EXERCISE DIRECTIONS:
Retype every one of the lines below word for word, leaving out the pictures.

RECORDED INFORMATION:
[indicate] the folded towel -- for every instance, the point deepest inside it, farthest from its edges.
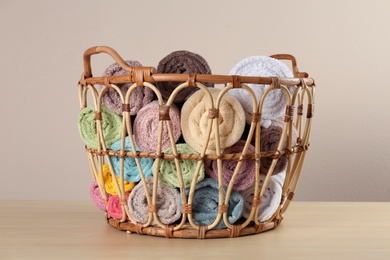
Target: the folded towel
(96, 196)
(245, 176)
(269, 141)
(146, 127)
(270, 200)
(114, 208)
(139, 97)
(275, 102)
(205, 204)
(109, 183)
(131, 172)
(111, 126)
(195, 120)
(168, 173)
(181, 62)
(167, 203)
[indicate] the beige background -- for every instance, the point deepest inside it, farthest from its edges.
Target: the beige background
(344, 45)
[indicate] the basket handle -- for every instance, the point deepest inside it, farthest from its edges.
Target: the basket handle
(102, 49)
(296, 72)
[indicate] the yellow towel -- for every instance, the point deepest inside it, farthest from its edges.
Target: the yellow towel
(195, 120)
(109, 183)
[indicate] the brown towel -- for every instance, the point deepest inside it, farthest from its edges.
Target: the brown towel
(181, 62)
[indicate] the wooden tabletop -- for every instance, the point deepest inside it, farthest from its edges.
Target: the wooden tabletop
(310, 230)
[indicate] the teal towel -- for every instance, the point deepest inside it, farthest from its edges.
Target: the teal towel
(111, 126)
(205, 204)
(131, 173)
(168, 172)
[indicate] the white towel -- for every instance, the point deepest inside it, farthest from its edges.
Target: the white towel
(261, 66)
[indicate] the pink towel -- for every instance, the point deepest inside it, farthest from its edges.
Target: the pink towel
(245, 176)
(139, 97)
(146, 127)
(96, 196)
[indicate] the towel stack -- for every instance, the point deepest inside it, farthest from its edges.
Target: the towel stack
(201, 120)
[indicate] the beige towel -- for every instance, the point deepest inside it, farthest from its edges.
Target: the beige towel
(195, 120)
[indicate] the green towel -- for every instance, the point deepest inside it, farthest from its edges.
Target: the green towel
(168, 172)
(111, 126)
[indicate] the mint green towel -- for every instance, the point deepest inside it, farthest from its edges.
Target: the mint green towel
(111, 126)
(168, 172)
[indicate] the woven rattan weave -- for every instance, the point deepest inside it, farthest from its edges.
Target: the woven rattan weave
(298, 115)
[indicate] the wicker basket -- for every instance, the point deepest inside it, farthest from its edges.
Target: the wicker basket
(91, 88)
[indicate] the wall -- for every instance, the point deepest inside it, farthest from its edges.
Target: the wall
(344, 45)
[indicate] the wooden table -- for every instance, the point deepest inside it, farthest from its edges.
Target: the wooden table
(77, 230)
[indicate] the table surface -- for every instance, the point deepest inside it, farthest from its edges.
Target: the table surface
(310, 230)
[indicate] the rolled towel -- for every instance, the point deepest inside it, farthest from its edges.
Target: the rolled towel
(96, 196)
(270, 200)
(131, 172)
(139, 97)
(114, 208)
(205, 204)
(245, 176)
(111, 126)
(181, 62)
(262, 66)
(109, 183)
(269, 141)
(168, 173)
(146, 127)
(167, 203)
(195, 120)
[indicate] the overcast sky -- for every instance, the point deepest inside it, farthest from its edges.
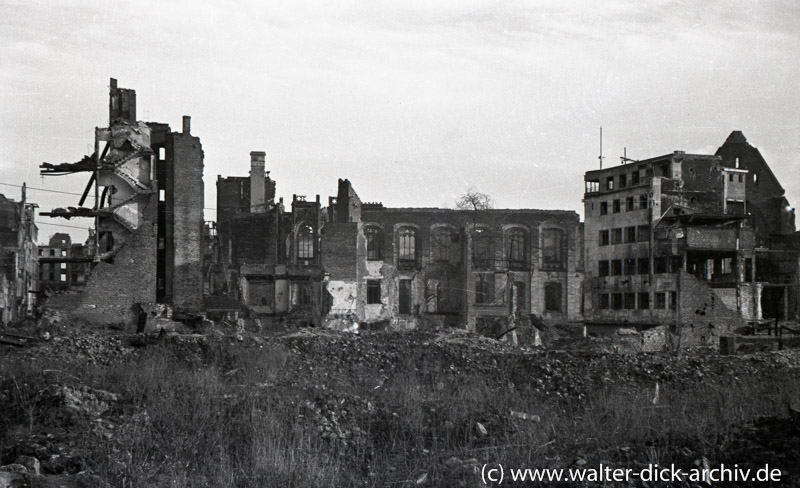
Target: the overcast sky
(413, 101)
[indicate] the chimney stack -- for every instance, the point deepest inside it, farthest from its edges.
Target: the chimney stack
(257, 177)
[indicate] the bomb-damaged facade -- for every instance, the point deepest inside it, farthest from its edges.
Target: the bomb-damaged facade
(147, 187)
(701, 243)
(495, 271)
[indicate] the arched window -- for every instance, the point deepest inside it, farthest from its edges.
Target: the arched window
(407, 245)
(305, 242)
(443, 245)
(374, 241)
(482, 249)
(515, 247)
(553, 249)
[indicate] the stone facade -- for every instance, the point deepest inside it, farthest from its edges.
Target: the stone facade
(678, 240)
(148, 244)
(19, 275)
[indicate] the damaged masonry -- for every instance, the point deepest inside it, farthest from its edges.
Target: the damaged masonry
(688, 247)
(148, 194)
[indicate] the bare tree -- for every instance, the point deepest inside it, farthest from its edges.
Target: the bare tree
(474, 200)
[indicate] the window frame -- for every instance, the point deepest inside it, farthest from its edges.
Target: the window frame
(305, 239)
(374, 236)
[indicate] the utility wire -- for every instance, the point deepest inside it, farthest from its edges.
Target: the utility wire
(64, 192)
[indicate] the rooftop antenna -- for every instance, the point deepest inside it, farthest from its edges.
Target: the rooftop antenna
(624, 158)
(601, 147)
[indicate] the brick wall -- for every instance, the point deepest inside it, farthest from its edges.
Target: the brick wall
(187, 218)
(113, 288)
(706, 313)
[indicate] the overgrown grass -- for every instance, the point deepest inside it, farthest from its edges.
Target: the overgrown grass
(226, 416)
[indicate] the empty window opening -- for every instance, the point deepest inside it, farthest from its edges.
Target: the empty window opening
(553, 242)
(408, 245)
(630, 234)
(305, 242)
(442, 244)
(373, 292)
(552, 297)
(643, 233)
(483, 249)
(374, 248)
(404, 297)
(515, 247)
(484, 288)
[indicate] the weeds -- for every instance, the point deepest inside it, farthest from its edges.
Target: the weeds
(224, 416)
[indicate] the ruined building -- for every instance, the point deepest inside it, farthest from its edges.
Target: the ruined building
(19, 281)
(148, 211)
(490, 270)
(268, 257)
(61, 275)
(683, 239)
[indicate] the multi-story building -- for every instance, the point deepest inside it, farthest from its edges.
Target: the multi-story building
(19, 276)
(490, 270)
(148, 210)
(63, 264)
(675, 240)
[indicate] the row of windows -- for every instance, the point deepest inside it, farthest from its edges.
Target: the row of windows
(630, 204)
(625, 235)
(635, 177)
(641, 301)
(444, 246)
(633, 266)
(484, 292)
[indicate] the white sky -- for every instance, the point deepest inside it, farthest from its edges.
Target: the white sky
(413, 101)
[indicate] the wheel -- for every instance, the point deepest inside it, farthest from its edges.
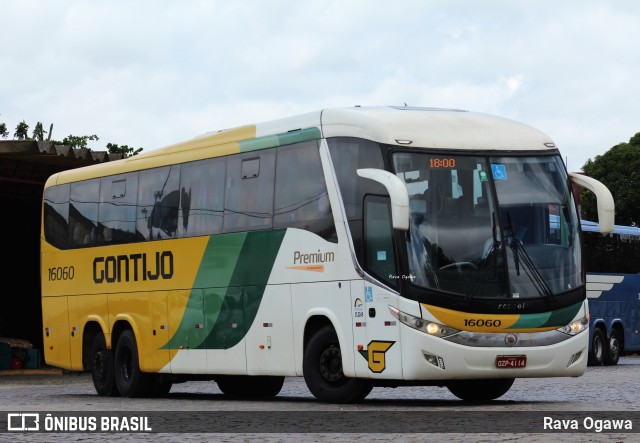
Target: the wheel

SOLUTION:
[indicate] the folded towel -- for every instance, the point deepest inside it, farthest from its edges.
Target: the folded towel
(96, 196)
(245, 176)
(269, 141)
(146, 127)
(270, 200)
(114, 208)
(139, 97)
(275, 102)
(205, 204)
(109, 183)
(131, 172)
(111, 126)
(195, 120)
(168, 173)
(181, 62)
(167, 203)
[indicate] the beige background -- for every instance, the point deepest inside it, farthest from its edges.
Target: the beige background
(344, 45)
[indicate] the basket handle -- for every instance, the point deepest inside it, farthest from its edges.
Target: the basket handle
(102, 49)
(296, 72)
[indicate] the yellow towel -- for every instance, the point deepest inside it, farthest from its edges.
Target: the yellow towel
(195, 120)
(109, 183)
[indicate] the brown towel -- for every instance, the point deepest inside it, farthest from its edges.
Target: the brown towel
(181, 62)
[indicate] the wooden tabletop -- for every instance, the point deepest inside it, farthest from its edges.
Target: the wooden tabletop
(310, 230)
[indicate] the teal towel -- for every instance, the point deepest inside it, farthest from its edges.
Target: the teal towel
(111, 126)
(205, 204)
(131, 173)
(168, 172)
[indicate] the white towel -- for every instance, the point deepest inside it, farthest from its edges.
Target: the white towel
(261, 66)
[indicate] the pink towel -- for every instance, the point deepest inside it, farthest from its edges.
Target: the pink towel
(245, 176)
(139, 97)
(146, 127)
(96, 196)
[indicate] the towel stack -- for every instance, the point deepest inside it, farthest from its edges.
Target: the towel stack
(201, 120)
[indicate] the beige towel -- for every instance, the point deepest inside it, farthest from its edges.
Target: the beige towel
(195, 120)
[indicate] the green towel -- for every instance, the point deepest inside it, farthest from its edges.
Target: the green towel
(168, 172)
(111, 126)
[indicate] the mint green towel -- for every instance, the point deepest inside it, farthest from its edges.
Target: the mint green towel
(111, 126)
(168, 172)
[indicate] the woven rattan weave -- for every instance, the point deepest inside it, farthest from its edges.
Target: the woven rattan weave
(298, 115)
[indicate] the wicker basket -- for every instance, the point deepest inside it, farthest from its edges.
Target: the wicker basket
(91, 88)
[indicate] the wall -- for every instance, the point deepest inside it, farthest from its edges.
Target: the wall
(344, 45)
[indicate] the wooden table -- for every instance, the point deepest inside it, farthest from its edges.
Target: the wooden table
(77, 230)
[indicate] the table surface -- for every instance, the point deepest inside it, farthest from its edges.
Target: the table surface
(310, 230)
[indicate] the rolled towel -- for every instance, the point deepest inside it, farthest from its edges.
Target: the rolled towel
(96, 196)
(270, 200)
(131, 172)
(139, 97)
(114, 208)
(205, 204)
(245, 176)
(111, 126)
(181, 62)
(262, 66)
(109, 183)
(269, 141)
(168, 173)
(146, 127)
(167, 203)
(195, 120)
[indicate] the overcast sky -- for every instance, the point deepest inside it, farthest from its edges.
Target: the overcast sky
(413, 101)
[indicate] the chimney stack -- for every instance, the point deepest inside it, farthest from its edges.
Target: the chimney stack
(257, 177)
[indicate] the bomb-damaged facade -- for every instance, the point deepest inside it, farthest from its edges.
Target: the bomb-damaged facade
(147, 187)
(701, 243)
(495, 271)
[indicate] the arched window -- for every instance, the point deepest inside it, farthest from its edges.
Target: the arched window
(407, 245)
(305, 242)
(443, 245)
(374, 241)
(482, 249)
(515, 247)
(553, 249)
[indicate] the stone facade -- for every instance, the point deepest inside it, farthest from its edges.
Target: the stone facade
(678, 240)
(148, 244)
(19, 275)
[indicate] the damaged masonry -- for every instance, the point deepest inside it, farthest from its edges.
Target: the damaged masonry
(688, 247)
(148, 194)
[indicate] the bare tree -- for every instance, the point deepest inside it, farthest from its edges.
Target: the bare tree
(474, 200)
[indicate] the window frame -- for every instance, the point deepest inside it, farthest from its edges.
Target: the window frame
(305, 239)
(374, 236)
[indicate] the utility wire -- for every instance, the point deepest inside it, farthest from its edges.
Target: the utility wire
(64, 192)
[indicate] the rooftop antenna -- for every instance, the point deepest inside it, farthest from its edges.
Target: the rooftop antenna
(624, 158)
(601, 147)
[indicate] the brick wall -- for every instance, the point deepest inside it, farthest from its edges.
Target: the brick wall
(187, 218)
(113, 288)
(706, 313)
[indicate] the overgrown grass -- for every instance, the point deepest inside it, farthest from its edges.
Target: the overgrown grass
(226, 416)
[indicate] the empty window opening -- for every instance, the point deepest inside it, farthest from its edges.
Target: the empty window opening
(553, 242)
(408, 245)
(630, 234)
(305, 242)
(442, 244)
(373, 292)
(552, 297)
(643, 233)
(483, 249)
(374, 248)
(404, 297)
(515, 247)
(484, 288)
[indicate] the weeds -- for every instance, the point deepest inside it, farthest from its edges.
Target: the weeds
(224, 416)
[indicate] the ruined building -- for every instance, the point deepest inside it, farthest from its edges.
Target: the ruined building
(19, 281)
(148, 211)
(490, 270)
(268, 257)
(61, 275)
(683, 239)
[indicate] the multi-story building -- for every instance, the point deepest inside it, farthest from its edges.
Target: the multi-story building
(19, 276)
(490, 270)
(148, 210)
(63, 264)
(675, 240)
[indicate] the row of windows -- for every instance, the point deepest inside it, farthest from its edges.
Target: the row of windows
(630, 204)
(625, 235)
(635, 177)
(641, 301)
(444, 246)
(633, 266)
(484, 292)
[indicate] the white sky -- for every instance, the point deepest inside it, farthest from its edges.
Target: the white sky
(413, 101)
[indicate] the wheel -- for every instance, the point deepest inside it, farthest from its edges.
Target: the wheel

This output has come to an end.